- What is asked
Look for "Can you see the man's nose" in the records below, then copy that line and every line after it, exactly and with nothing added.

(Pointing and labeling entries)

§ §

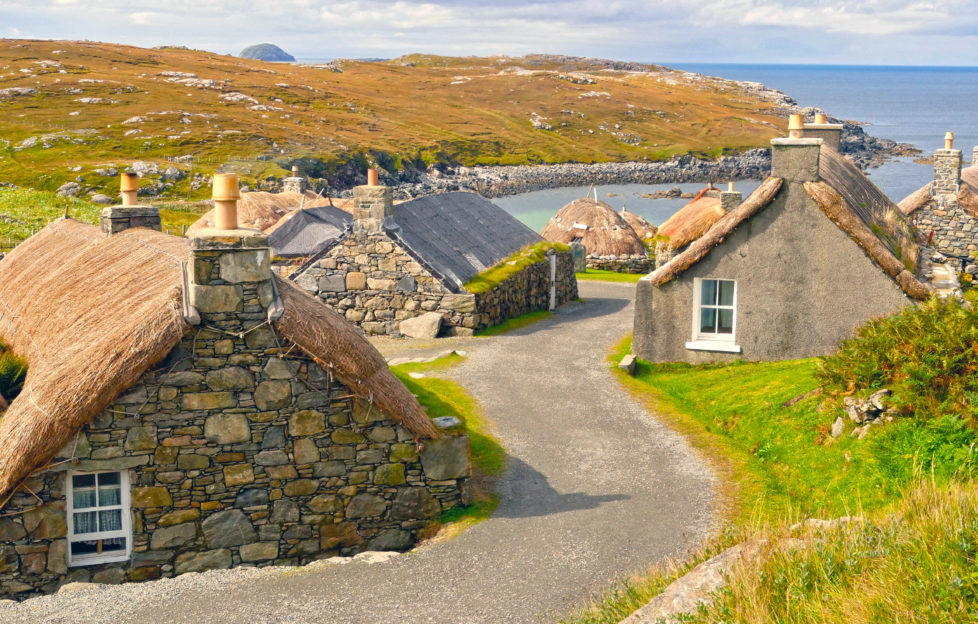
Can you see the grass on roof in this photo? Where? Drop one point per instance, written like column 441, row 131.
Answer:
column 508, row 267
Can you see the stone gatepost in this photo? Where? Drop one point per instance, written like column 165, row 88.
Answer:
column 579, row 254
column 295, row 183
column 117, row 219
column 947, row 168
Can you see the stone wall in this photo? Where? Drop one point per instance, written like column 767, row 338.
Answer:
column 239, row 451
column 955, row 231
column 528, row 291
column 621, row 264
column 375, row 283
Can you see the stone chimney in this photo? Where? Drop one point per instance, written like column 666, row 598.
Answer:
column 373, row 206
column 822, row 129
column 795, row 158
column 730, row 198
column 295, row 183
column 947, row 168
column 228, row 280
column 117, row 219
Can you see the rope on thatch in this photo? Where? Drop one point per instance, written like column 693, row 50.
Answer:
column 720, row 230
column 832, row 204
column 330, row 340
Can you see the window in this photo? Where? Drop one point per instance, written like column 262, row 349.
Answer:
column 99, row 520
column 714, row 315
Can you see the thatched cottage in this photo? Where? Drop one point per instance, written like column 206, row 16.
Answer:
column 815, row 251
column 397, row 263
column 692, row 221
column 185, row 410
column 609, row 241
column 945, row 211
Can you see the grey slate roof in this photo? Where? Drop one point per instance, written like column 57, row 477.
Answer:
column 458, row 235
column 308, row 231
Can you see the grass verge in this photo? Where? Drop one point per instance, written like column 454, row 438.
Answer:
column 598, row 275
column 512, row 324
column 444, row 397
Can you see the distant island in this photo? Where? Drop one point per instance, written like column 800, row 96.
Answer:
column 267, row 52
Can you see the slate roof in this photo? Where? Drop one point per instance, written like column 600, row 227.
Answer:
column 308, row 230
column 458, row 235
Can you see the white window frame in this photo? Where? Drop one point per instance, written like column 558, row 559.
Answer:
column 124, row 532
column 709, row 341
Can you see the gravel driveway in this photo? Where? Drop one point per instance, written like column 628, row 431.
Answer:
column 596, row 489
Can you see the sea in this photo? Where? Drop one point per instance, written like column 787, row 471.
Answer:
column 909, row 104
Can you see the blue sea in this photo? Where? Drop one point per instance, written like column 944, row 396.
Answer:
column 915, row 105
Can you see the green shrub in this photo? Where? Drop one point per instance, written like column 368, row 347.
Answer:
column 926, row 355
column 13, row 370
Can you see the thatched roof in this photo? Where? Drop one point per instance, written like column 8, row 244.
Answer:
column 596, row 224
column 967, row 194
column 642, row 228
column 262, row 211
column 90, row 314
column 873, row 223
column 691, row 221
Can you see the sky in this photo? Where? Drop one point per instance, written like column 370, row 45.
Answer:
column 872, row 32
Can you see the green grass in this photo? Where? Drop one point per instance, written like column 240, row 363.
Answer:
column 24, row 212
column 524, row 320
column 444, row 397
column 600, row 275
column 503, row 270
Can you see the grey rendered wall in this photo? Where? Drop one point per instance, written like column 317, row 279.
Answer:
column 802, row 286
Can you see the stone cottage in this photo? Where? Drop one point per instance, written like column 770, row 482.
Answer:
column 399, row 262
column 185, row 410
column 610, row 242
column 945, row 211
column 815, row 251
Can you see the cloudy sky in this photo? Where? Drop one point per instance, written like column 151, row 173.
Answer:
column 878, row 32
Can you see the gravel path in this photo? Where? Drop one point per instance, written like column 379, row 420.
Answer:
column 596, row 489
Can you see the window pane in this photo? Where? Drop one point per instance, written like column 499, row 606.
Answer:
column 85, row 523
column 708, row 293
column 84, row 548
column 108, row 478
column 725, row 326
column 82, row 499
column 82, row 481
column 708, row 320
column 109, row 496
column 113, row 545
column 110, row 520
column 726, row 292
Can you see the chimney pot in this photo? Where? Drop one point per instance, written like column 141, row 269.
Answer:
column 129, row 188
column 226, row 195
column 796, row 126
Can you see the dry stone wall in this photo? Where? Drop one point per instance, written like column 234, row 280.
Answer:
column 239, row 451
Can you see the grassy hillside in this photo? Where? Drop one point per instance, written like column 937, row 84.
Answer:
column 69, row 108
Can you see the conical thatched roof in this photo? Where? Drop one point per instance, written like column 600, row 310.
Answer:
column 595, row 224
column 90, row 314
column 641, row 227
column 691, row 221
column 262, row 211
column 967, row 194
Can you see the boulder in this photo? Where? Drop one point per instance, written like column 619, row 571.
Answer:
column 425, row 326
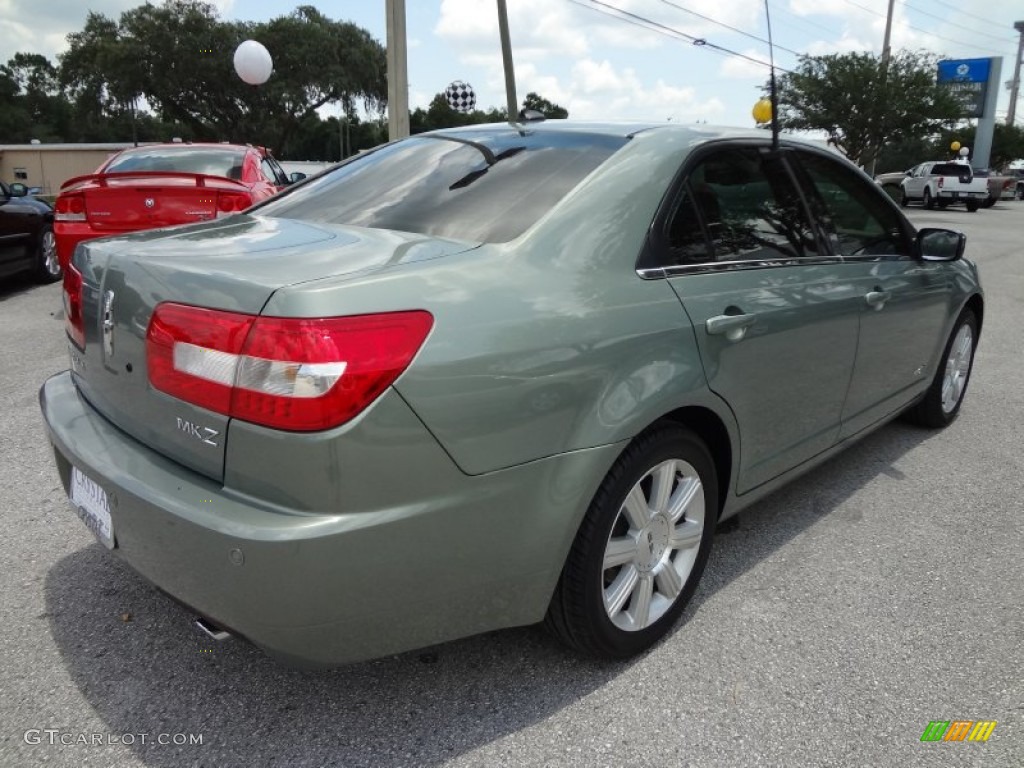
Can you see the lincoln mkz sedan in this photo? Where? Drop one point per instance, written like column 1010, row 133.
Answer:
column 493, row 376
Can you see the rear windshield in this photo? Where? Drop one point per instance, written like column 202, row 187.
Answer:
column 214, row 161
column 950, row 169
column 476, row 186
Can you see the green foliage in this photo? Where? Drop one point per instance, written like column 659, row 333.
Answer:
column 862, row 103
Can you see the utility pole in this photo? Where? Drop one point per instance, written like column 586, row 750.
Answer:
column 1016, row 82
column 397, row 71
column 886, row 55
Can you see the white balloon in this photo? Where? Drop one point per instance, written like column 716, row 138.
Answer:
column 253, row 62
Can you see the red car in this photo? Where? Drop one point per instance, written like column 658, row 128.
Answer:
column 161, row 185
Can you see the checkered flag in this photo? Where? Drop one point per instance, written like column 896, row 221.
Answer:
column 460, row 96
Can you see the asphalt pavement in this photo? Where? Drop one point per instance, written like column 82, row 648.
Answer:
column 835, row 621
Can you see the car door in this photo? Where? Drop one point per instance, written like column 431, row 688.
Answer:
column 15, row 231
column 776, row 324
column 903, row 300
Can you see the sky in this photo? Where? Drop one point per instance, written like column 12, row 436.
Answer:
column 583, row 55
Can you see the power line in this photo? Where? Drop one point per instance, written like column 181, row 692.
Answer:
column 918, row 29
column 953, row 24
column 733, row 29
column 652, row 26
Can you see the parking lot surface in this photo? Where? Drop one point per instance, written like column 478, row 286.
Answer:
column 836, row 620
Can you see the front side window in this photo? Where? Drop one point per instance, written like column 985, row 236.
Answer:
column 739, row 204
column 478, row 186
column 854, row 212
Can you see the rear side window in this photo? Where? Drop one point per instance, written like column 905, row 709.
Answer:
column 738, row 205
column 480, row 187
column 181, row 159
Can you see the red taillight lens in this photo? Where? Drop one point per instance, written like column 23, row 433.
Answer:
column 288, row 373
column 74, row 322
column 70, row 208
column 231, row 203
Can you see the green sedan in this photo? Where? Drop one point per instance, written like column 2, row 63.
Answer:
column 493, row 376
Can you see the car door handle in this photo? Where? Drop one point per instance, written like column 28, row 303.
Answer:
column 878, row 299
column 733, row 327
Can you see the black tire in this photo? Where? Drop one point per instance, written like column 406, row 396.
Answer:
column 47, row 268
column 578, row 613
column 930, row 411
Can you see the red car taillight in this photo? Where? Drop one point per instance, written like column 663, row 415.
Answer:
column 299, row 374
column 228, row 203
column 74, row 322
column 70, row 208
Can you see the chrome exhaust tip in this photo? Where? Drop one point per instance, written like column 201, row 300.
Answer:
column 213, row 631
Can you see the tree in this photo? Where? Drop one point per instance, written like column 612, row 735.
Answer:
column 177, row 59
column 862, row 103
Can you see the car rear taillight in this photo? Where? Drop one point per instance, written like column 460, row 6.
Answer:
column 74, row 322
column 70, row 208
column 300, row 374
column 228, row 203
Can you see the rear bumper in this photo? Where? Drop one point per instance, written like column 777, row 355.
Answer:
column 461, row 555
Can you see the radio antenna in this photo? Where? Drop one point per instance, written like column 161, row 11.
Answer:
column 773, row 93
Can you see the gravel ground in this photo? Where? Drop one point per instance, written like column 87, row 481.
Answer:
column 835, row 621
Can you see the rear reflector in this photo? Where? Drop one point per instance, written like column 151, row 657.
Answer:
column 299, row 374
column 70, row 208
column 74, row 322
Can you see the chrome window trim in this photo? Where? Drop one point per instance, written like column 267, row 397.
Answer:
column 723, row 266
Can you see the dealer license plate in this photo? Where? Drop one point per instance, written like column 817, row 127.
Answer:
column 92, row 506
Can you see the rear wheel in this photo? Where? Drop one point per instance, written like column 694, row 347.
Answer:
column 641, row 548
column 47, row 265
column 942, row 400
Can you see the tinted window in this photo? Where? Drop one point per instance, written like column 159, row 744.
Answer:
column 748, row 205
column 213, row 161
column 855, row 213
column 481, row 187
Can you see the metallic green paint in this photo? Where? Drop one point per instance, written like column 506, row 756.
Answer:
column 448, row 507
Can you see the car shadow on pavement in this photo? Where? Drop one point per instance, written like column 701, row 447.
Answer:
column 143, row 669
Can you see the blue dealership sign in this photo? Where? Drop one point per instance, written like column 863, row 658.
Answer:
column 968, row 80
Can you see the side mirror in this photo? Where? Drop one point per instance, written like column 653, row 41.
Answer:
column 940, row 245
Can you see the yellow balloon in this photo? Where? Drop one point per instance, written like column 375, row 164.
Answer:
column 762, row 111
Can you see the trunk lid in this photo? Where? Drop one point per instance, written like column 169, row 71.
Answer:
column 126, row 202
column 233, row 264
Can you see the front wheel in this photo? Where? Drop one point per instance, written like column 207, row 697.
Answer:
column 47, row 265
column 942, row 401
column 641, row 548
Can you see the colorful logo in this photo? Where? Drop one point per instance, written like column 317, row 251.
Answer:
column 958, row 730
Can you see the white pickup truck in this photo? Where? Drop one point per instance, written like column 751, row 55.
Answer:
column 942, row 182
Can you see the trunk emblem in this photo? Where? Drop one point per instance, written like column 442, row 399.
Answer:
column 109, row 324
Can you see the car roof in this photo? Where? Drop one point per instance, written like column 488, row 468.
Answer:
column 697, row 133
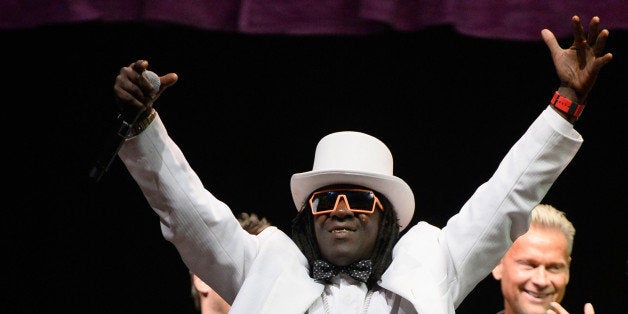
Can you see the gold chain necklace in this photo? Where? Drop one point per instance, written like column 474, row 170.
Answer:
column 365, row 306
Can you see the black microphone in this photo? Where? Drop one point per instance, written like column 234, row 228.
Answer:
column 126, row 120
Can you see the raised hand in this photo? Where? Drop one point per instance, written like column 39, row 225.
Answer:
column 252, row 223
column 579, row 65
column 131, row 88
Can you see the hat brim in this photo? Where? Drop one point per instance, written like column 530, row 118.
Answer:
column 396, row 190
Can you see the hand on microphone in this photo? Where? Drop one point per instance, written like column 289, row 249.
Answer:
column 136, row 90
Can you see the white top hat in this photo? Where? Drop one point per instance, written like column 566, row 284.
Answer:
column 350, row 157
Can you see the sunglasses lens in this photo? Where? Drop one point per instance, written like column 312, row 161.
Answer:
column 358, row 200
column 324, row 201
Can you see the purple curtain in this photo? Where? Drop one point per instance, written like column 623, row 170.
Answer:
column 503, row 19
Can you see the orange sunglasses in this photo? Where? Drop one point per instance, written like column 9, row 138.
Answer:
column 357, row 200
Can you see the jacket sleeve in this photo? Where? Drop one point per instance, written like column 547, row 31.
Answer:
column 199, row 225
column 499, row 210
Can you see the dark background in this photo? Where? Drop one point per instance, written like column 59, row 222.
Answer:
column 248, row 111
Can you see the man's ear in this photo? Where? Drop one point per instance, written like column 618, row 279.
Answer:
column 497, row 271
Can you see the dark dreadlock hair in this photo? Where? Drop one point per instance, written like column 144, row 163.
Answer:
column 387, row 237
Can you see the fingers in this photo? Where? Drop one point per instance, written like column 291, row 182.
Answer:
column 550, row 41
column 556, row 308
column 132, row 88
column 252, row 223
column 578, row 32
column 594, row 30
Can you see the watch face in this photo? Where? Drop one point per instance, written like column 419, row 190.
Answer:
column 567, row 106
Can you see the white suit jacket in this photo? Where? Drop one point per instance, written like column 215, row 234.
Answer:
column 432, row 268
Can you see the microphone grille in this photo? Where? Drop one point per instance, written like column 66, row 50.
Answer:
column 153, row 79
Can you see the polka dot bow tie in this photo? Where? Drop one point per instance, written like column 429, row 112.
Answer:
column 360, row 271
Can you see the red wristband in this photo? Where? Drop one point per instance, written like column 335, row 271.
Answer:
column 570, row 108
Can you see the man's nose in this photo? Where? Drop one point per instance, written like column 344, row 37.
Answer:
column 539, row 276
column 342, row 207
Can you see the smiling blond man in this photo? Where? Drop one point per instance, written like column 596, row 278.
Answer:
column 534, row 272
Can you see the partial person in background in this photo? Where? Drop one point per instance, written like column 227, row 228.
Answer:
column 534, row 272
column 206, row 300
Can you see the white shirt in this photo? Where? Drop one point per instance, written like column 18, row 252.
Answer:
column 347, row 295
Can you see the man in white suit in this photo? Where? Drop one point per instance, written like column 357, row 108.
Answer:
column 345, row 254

§ §

- Correct response
Can you see the man's nose in this photo? Where? Drop one point per instance, written like column 344, row 37.
Answer:
column 539, row 276
column 342, row 207
Can you see the smiling blond man in this photo? Where? Drop one point per instance, written like column 596, row 278.
Answer:
column 534, row 272
Can you see the partial person in background in this photo? Where? Drop one point per instance, written like column 227, row 228.
Answer:
column 534, row 272
column 206, row 300
Can you see the white shirt in this photo? Where? Drop one point per instance, written like column 18, row 252.
Answer:
column 347, row 295
Can you see the man in white suit in this photo? Where? Drop one point per instance, written like column 357, row 108.
Answer:
column 345, row 254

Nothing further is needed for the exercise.